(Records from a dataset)
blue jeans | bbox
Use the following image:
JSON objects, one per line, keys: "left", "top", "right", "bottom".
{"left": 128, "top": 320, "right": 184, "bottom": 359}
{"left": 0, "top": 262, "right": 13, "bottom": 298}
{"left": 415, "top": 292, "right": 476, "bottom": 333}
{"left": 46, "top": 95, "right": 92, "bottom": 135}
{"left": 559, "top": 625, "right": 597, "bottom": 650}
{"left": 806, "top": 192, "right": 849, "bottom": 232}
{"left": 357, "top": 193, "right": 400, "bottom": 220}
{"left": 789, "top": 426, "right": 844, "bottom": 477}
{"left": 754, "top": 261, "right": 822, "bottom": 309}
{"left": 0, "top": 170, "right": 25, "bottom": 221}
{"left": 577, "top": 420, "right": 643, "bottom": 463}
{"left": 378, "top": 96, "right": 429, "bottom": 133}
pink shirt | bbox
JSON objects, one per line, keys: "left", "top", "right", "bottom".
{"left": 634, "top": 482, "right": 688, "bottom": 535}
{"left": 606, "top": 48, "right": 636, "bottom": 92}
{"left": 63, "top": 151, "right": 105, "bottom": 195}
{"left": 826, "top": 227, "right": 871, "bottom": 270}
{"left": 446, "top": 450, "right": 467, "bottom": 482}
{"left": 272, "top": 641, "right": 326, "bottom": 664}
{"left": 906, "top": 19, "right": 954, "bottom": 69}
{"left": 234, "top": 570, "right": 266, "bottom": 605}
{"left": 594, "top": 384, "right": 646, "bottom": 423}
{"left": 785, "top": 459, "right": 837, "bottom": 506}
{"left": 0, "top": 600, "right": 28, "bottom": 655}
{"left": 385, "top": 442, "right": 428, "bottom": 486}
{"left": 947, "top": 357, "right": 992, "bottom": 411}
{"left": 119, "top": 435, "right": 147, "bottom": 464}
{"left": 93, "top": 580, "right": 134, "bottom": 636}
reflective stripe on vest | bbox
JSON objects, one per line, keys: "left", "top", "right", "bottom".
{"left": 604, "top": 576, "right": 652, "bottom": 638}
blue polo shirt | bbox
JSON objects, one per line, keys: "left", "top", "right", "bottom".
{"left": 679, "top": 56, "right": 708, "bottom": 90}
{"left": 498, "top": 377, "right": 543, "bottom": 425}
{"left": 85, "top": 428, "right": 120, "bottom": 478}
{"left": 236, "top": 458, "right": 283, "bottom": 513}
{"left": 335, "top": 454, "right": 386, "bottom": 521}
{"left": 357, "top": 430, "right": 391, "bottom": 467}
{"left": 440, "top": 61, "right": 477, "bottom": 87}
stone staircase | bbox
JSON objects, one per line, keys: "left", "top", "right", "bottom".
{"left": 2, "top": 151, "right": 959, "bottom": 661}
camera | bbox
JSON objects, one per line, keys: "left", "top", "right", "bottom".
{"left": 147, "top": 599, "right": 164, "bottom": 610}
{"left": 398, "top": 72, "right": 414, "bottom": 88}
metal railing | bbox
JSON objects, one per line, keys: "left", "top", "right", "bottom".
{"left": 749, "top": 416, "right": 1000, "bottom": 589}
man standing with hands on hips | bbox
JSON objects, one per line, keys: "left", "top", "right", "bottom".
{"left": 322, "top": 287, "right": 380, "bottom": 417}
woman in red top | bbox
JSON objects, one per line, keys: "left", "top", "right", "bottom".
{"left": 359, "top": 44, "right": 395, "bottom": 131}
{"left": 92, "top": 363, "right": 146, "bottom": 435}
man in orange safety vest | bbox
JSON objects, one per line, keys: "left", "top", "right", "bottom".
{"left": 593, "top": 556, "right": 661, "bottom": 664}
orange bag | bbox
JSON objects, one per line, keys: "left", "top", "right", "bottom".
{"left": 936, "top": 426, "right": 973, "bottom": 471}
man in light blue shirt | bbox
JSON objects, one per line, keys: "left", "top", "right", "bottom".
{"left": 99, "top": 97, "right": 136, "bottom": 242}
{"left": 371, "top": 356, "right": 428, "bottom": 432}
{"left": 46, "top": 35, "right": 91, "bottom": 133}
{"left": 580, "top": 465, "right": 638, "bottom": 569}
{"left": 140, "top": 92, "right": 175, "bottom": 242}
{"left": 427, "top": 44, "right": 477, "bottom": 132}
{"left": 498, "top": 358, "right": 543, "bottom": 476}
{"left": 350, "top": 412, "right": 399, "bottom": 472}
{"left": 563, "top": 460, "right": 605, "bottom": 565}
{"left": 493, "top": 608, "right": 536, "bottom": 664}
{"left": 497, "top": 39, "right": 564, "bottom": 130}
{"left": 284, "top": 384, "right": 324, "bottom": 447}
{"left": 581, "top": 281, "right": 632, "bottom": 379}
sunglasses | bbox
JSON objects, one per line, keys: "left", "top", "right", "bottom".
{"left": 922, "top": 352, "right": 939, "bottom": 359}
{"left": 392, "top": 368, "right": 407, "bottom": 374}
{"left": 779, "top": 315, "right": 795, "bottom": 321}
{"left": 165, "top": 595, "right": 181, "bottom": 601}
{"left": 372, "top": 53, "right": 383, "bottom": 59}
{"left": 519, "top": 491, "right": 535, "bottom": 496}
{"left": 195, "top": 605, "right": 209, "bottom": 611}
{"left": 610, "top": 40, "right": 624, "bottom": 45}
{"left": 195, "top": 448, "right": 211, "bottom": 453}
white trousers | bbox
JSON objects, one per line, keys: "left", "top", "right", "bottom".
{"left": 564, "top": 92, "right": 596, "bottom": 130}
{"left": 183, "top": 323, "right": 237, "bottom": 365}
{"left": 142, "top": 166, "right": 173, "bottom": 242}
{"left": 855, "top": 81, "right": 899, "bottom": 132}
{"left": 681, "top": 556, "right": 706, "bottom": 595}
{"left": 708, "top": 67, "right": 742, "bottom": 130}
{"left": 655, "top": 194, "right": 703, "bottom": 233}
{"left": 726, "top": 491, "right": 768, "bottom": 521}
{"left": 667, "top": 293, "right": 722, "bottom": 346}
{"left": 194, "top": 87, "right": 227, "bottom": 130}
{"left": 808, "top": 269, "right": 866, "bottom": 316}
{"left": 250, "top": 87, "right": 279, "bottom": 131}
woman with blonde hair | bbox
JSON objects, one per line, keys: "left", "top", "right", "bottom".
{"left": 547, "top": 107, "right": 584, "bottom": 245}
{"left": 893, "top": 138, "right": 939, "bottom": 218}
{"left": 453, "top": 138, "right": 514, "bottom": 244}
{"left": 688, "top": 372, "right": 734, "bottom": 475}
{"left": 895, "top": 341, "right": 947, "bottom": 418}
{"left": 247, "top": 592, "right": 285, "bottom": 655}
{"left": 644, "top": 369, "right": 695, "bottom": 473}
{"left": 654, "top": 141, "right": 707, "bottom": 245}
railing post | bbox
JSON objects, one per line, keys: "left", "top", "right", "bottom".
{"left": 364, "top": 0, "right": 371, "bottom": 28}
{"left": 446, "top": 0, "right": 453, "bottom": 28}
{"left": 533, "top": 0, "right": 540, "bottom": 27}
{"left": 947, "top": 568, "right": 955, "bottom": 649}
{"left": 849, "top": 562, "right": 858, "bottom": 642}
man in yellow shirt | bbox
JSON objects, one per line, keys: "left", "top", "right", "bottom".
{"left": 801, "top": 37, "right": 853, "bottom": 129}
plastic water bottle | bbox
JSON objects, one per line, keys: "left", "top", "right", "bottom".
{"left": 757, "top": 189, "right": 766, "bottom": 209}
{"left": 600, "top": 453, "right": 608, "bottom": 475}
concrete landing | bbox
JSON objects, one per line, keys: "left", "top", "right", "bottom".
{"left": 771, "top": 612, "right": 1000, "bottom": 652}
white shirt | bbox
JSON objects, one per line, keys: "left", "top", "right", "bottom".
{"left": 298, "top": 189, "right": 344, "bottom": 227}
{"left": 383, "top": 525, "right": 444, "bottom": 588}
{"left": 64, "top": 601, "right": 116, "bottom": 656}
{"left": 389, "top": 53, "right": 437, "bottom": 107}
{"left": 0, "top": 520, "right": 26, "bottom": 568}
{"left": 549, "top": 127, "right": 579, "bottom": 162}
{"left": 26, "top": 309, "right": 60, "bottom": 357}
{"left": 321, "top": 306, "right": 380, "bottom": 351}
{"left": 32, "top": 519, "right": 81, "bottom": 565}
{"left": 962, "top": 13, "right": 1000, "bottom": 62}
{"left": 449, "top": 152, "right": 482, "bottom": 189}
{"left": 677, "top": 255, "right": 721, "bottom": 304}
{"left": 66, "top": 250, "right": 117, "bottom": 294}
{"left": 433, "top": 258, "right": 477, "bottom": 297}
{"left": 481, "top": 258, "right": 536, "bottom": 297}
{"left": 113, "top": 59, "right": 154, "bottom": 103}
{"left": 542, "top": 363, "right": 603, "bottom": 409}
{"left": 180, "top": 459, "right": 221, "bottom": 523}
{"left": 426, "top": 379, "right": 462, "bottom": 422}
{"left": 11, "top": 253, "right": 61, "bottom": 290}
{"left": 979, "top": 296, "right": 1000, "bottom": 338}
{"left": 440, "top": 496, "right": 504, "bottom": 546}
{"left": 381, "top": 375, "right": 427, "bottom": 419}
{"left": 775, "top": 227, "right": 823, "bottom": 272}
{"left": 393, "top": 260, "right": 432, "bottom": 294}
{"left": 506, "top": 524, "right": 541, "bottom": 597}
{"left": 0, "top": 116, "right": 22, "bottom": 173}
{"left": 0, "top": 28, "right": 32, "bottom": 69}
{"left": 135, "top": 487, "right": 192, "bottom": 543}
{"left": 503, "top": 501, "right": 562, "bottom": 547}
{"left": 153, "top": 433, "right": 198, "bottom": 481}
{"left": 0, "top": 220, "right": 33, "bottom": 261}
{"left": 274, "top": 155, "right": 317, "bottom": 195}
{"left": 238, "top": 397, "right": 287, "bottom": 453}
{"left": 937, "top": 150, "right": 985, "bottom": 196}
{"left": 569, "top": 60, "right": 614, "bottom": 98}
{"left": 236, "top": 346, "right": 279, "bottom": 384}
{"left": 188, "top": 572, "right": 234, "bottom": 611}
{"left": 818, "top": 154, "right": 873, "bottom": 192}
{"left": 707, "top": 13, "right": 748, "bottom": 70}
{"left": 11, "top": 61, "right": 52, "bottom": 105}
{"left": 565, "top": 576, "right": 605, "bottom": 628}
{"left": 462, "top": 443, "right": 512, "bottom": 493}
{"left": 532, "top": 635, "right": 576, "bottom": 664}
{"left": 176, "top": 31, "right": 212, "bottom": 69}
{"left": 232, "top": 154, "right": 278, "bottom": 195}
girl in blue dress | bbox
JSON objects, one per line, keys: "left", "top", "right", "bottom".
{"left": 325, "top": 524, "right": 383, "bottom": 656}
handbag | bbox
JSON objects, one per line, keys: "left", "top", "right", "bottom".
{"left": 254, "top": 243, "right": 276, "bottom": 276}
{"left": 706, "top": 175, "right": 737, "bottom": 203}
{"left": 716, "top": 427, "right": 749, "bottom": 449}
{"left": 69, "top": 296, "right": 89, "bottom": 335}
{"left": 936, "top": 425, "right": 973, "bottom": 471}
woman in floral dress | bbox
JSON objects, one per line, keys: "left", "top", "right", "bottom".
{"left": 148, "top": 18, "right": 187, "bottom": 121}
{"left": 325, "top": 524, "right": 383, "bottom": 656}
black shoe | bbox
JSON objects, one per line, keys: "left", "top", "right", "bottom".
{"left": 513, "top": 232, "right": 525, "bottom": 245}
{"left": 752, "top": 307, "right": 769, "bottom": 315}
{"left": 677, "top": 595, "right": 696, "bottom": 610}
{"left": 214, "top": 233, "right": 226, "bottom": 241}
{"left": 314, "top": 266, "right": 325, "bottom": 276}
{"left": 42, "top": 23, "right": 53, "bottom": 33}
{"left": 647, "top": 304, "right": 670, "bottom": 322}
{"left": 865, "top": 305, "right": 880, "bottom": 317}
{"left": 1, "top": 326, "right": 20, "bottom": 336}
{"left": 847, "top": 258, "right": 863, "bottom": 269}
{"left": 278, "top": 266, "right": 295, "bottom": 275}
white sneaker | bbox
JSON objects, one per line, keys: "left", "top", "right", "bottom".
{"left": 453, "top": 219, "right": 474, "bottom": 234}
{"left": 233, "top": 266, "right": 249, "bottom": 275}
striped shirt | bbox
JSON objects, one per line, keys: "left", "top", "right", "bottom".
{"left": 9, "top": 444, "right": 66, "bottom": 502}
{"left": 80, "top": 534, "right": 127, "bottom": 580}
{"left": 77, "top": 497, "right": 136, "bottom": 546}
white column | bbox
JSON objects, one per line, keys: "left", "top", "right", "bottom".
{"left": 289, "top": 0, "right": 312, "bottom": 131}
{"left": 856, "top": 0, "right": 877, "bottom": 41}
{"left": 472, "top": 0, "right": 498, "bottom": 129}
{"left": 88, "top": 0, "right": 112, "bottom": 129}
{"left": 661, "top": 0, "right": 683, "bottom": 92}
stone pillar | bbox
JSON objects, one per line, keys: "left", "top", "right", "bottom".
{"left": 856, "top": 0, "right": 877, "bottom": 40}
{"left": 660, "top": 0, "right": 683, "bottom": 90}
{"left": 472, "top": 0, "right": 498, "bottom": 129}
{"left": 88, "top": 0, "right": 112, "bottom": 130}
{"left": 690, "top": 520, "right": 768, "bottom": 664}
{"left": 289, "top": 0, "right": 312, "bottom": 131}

■ What you need to do: Among the entries above, copy exactly only the lines starting with the one containing "sunglasses | bbox" and going through the one containing "white trousers | bbox", both ends included.

■ Result for this exercise:
sunglasses | bbox
JSON objects, one per line, keys: "left", "top", "right", "bottom".
{"left": 922, "top": 352, "right": 939, "bottom": 359}
{"left": 392, "top": 368, "right": 407, "bottom": 374}
{"left": 779, "top": 315, "right": 795, "bottom": 321}
{"left": 165, "top": 595, "right": 181, "bottom": 601}
{"left": 372, "top": 53, "right": 383, "bottom": 59}
{"left": 519, "top": 491, "right": 535, "bottom": 496}
{"left": 195, "top": 605, "right": 209, "bottom": 611}
{"left": 610, "top": 40, "right": 624, "bottom": 45}
{"left": 195, "top": 448, "right": 211, "bottom": 453}
white trousers | bbox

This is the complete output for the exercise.